Stored items from a collection:
== Segment start ==

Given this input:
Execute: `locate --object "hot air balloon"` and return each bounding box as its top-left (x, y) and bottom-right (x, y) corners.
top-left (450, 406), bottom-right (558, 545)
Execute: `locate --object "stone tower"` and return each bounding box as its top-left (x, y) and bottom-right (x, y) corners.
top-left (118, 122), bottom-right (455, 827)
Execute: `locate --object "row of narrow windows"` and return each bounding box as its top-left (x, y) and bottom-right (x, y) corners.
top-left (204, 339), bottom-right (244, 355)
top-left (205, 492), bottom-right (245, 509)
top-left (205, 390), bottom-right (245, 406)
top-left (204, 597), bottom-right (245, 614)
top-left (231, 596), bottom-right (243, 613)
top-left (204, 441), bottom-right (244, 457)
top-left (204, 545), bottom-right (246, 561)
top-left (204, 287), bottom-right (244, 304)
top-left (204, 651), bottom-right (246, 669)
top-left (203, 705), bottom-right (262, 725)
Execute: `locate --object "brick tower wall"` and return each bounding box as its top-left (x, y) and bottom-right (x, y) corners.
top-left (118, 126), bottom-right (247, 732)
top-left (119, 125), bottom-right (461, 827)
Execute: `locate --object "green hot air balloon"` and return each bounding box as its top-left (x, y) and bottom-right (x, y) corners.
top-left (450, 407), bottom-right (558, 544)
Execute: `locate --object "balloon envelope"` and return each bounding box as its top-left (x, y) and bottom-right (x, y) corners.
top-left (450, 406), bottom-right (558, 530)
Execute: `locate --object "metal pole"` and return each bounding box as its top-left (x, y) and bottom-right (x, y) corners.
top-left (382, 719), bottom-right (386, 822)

== Segment end ==

What you should do: All records shown above need to be written out again verbatim.

Solution for this problem:
Given this input:
Execute: `locate --object "hot air balloon"` and return each bounding box as its top-left (x, y) and bottom-right (x, y) corners.
top-left (450, 406), bottom-right (558, 545)
Execute: `locate --object "stone tower"` and return each bounding box as its top-left (x, y) and bottom-right (x, y) corners.
top-left (118, 122), bottom-right (455, 827)
Execute: `locate --object "row of narrow windows"` and return each bounding box as its top-left (x, y) and bottom-right (x, y) corners.
top-left (204, 339), bottom-right (244, 355)
top-left (205, 492), bottom-right (245, 509)
top-left (205, 390), bottom-right (245, 406)
top-left (204, 597), bottom-right (245, 614)
top-left (231, 596), bottom-right (243, 613)
top-left (204, 441), bottom-right (244, 457)
top-left (204, 545), bottom-right (246, 561)
top-left (204, 287), bottom-right (244, 304)
top-left (204, 651), bottom-right (246, 669)
top-left (203, 705), bottom-right (262, 725)
Execute: `locate --object "brick tower wall"` and return each bounding box as its top-left (x, y) and bottom-right (x, y) corners.
top-left (118, 126), bottom-right (247, 732)
top-left (119, 125), bottom-right (461, 827)
Execute: `locate --object "green hot air balloon"` and return each bounding box as its top-left (x, y) and bottom-right (x, y) corners.
top-left (450, 407), bottom-right (558, 544)
Execute: `locate --object "balloon envelope"` and return each bounding box as its top-left (x, y) and bottom-right (x, y) corners.
top-left (450, 406), bottom-right (558, 530)
Execute: `locate --object "metal pole"` and return each bounding box as its top-left (x, y) and bottom-right (x, y) corners.
top-left (382, 719), bottom-right (386, 822)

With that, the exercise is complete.